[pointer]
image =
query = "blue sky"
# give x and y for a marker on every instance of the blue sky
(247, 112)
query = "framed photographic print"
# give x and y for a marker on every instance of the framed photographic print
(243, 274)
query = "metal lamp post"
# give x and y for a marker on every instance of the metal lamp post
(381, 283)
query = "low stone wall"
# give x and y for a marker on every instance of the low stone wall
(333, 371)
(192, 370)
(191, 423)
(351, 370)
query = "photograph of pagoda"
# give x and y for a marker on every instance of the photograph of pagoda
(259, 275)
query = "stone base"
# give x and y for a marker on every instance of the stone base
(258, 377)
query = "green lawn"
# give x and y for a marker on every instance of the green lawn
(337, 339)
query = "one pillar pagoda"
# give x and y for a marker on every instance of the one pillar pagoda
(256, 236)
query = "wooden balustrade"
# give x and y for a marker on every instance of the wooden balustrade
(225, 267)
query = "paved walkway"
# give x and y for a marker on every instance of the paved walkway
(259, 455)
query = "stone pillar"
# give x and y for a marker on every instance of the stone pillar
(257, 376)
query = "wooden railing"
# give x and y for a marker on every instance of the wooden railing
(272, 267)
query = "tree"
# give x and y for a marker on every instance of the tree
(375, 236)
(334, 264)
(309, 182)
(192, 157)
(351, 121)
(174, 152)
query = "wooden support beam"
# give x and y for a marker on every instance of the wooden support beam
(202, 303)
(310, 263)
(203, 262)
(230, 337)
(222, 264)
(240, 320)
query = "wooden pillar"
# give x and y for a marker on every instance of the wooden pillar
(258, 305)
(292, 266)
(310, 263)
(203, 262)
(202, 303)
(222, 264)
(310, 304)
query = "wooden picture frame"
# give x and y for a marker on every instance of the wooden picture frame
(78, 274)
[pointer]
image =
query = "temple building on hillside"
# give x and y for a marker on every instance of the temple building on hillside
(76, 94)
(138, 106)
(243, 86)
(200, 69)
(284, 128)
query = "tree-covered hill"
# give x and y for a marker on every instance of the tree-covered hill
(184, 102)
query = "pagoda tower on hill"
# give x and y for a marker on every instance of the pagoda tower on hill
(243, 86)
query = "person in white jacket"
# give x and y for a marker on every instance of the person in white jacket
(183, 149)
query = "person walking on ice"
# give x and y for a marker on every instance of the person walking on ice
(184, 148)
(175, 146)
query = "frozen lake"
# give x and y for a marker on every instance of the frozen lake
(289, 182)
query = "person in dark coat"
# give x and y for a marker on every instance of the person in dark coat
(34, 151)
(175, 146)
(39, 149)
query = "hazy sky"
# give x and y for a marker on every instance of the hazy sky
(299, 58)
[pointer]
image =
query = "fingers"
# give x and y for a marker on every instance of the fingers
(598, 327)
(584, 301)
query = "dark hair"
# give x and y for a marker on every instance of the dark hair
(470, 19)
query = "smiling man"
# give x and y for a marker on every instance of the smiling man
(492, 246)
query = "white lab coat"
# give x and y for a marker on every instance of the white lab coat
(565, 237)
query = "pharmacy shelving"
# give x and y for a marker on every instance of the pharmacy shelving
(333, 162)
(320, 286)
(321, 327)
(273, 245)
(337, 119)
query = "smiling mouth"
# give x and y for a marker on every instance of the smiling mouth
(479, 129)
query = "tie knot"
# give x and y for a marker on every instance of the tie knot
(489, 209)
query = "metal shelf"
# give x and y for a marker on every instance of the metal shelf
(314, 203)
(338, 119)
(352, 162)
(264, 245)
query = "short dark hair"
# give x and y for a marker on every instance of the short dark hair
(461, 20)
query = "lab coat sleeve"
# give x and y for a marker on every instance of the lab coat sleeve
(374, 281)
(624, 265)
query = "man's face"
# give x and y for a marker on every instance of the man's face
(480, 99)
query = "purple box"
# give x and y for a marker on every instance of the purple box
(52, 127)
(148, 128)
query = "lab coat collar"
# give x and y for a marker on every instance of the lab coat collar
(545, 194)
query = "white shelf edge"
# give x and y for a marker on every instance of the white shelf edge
————
- **Exercise details**
Search the listing for the word "edge", and copy every line in which it is found.

- **Task result**
query = "white shelf edge"
# give x and y for a marker on every instance of the white shelf edge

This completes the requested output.